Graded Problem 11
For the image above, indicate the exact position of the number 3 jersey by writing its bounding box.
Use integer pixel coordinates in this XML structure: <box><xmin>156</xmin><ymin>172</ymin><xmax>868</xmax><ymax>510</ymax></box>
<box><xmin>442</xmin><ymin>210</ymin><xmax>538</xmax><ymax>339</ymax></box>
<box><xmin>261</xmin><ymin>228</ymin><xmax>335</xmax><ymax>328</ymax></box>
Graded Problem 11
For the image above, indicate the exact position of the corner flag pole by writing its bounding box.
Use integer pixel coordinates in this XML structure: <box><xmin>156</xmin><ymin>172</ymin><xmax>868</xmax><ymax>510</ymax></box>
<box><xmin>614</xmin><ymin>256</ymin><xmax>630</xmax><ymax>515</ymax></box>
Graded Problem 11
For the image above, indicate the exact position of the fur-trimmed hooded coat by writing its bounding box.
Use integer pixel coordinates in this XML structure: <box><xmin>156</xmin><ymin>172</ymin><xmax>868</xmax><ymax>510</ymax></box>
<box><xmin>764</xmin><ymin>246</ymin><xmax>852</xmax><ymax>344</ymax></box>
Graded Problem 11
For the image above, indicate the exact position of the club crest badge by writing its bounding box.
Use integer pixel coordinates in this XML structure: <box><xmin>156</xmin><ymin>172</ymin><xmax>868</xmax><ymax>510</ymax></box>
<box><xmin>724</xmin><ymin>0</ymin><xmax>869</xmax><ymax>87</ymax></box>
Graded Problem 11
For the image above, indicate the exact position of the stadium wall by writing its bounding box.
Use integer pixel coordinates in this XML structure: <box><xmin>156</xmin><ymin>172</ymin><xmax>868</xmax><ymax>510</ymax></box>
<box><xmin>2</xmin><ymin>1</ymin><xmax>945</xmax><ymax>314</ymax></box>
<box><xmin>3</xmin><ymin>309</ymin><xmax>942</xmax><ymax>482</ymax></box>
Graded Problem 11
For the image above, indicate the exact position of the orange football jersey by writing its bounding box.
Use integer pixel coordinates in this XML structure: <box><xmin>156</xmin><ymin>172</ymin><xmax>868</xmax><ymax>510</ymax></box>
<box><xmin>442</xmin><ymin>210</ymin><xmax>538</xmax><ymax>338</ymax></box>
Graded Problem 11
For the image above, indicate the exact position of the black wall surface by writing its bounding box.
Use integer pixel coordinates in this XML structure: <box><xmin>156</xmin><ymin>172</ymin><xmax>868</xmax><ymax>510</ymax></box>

- [What the task asks]: A line belongs in the answer if it contains the word "wall"; copy every such line from the data above.

- [Solution below]:
For the image above, indicate the exact position of the stadium wall by writing its bounding box.
For the image above, indicate the exact position of the black wall surface by writing its bounding box.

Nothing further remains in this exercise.